### What needs to be done
Retype each record exactly.

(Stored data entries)
# # # # #

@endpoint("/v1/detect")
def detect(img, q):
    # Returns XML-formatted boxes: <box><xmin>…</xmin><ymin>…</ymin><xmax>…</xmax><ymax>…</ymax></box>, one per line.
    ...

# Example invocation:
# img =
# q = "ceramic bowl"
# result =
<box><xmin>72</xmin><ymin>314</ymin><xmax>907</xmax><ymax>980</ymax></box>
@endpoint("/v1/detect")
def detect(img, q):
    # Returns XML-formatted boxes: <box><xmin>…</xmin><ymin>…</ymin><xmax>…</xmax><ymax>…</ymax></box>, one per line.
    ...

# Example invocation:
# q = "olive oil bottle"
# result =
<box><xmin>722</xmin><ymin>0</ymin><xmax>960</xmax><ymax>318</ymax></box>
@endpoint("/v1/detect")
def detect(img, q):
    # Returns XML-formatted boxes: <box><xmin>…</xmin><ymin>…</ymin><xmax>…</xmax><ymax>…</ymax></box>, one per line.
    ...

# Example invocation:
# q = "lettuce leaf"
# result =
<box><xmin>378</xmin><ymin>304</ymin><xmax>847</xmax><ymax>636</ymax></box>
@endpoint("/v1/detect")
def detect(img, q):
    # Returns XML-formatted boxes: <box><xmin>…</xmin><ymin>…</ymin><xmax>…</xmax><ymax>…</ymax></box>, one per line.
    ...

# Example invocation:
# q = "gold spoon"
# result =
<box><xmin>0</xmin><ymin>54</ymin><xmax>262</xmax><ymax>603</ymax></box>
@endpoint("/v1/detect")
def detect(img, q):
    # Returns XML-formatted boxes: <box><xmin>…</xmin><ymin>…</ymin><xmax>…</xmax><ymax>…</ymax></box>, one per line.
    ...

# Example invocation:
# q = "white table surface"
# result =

# # # # #

### Exercise answer
@endpoint("/v1/detect")
def detect(img, q):
    # Returns XML-formatted boxes: <box><xmin>…</xmin><ymin>…</ymin><xmax>…</xmax><ymax>…</ymax></box>, one per line.
    ...

# Example invocation:
# img =
# q = "ceramic bowl"
# result =
<box><xmin>72</xmin><ymin>314</ymin><xmax>907</xmax><ymax>980</ymax></box>
@endpoint("/v1/detect")
def detect(img, q):
    # Returns XML-formatted boxes: <box><xmin>…</xmin><ymin>…</ymin><xmax>…</xmax><ymax>…</ymax></box>, one per line.
    ...

# Example invocation:
# q = "olive oil bottle"
# result =
<box><xmin>722</xmin><ymin>0</ymin><xmax>960</xmax><ymax>318</ymax></box>
@endpoint("/v1/detect")
def detect(img, q):
    # Returns XML-formatted boxes: <box><xmin>…</xmin><ymin>…</ymin><xmax>…</xmax><ymax>…</ymax></box>, one per line.
    ...

# Example invocation:
# q = "lettuce leaf"
# result =
<box><xmin>378</xmin><ymin>304</ymin><xmax>847</xmax><ymax>636</ymax></box>
@endpoint("/v1/detect")
def detect(img, q):
    # Returns XML-formatted boxes: <box><xmin>…</xmin><ymin>…</ymin><xmax>…</xmax><ymax>…</ymax></box>, one per line.
    ...

# Example invocation:
# q = "gold spoon"
# result =
<box><xmin>0</xmin><ymin>54</ymin><xmax>262</xmax><ymax>603</ymax></box>
@endpoint("/v1/detect")
def detect(img, q):
    # Returns XML-formatted boxes: <box><xmin>…</xmin><ymin>…</ymin><xmax>…</xmax><ymax>…</ymax></box>, one per line.
    ...

# Example invocation:
# q = "white table surface"
# result =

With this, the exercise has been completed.